ТРЕБОВАНИЯ К ЗАДАНИЯМ:
a: Перечислите все театры и культовые постройки, которые упоминаются в воспоминаниях о Японии.
b: Ответьте по воспоминаниям о Японии на три вопроса и пометьте ответы так же, как вопросы:
(i) Сколько лет храму, по словам священника?
(ii) Сколько лет существует театр Но?
(iii) Что сделали женщины, когда гости вошли в дом?
c: Напишите продолжение воспоминаний о Японии, начиная сразу после их последнего предложения.

ТЕКСТ ДОКУМЕНТА:

########################################

Виктор Розов - Удивление перед жизнью. Воспоминания
Из старинных обрядов, с которыми я непосредственно встретился, запомнились два.
Были мы приглашены в какой-то городок в гости к японскому священнику. Дом его стоял при пагоде. Я спросил хозяина:
– Это очень старый храм?
– О нет, – ответил священник, – ему всего четыреста лет.
Театр Кабуки, который примерно того же возраста, по сравнению с театром Но – тоже юный. Театр Но существует чуть ли не тысячу лет. Я понял, какая древняя страна Япония, как глубоки корни ее культуры.
Когда мы вошли в дом, нам в ноги бросились женщины, упали и приникли лбами к полу. Я опешил и подумал: мне тоже надо падать перед ними? Оказалось, нет. Обычай таков: женщины дома падают в ноги гостям.

########################################

ИЗВЛЕЧЁННЫЕ ДАННЫЕ:
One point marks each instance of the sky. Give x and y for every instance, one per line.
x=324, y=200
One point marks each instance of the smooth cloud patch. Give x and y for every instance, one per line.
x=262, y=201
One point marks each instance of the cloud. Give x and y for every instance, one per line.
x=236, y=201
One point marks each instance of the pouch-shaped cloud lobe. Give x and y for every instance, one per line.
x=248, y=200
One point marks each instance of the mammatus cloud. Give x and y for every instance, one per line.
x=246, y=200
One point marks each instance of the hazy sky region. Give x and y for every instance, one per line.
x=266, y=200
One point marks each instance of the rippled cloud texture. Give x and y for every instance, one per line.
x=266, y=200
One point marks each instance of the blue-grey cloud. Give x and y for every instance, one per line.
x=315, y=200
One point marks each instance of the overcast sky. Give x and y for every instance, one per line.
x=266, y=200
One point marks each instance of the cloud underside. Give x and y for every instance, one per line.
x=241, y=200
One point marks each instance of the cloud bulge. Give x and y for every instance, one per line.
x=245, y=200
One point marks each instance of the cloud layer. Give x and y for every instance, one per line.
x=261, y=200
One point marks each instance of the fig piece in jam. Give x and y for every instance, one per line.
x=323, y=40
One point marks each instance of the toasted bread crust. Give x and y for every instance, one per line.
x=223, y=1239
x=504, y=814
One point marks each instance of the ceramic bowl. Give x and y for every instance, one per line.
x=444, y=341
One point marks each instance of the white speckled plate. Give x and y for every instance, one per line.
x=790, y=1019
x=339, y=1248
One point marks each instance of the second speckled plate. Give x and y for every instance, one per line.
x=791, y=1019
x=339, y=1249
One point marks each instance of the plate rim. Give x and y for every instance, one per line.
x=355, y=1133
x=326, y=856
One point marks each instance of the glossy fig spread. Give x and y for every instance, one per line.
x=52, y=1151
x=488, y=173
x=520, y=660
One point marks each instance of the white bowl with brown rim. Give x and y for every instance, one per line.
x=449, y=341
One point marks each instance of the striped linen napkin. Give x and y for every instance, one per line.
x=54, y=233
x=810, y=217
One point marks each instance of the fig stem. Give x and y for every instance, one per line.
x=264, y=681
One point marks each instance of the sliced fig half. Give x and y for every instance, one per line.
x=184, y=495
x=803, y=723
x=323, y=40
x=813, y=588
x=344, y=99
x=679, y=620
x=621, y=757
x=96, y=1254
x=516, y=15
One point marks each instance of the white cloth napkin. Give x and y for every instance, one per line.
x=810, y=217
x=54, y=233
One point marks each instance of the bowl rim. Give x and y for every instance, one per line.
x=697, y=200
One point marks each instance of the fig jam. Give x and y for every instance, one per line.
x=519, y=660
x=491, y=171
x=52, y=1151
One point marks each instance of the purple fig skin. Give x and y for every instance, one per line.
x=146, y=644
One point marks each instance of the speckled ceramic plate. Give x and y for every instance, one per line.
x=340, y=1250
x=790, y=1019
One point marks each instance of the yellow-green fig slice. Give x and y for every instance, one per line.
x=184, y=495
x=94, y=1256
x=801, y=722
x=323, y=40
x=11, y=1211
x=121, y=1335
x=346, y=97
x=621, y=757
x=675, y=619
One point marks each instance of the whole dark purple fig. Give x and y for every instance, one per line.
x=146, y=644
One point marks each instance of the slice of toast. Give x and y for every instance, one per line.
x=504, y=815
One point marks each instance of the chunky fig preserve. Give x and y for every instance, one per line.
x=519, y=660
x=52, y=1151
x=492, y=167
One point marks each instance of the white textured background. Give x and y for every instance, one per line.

########################################

РЕЗУЛЬТАТЫ ЗАДАНИЙ:
a:
пагода
храм
театр Кабуки
театр Но

b:
(i) Всего четыреста лет.
(ii) Чуть ли не тысячу лет.
(iii) Бросились гостям в ноги, упали и приникли лбами к полу.

c:
Мы обошли дом. Хозяин показал нам свои мастерские. На домашних ткацких станках ткали девушки. Это ученицы. Они платят за обучение и ткут ткани.
Забыл сказать: в дом входить в обуви нельзя, ее полагается снять в прихожей. Этот обычай перешел и к нам в СССР. В Японии я его готов терпеть, а у нас он мне неприятен. Пришла к тебе гостья в хорошеньких туфельках, сбросила в прихожей эту прелесть и шлепает по комнатам в чьих-то старых шлепанцах или в одних чулках. Кстати, приходит ко мне как-то драматург Галин и, смотрю, идет в комнаты в чистых, начищенных ботинках, а на улице дождь и грязь. В чем дело? Не по воздуху же он летел! Уходит. Вижу, надевает галоши. А я галоши и в глаза давно не видел. Тут же и подумал: а почему бы нам не вернуться к этому удобному и совсем не глупому, а нужному приспособлению. Я за галоши, я против шлепанцев для гостей!
Подали обед. Сидеть надо на полу, поджав под себя ноги крест-накрест. Я так не могу. Правая нога не гнется, не знаю, куда ее девать. Не класть же на стол. С трудом засунул под стол. Его высота десять – пятнадцать сантиметров. Сидеть в таком положении с непривычки мучение, затекает спина.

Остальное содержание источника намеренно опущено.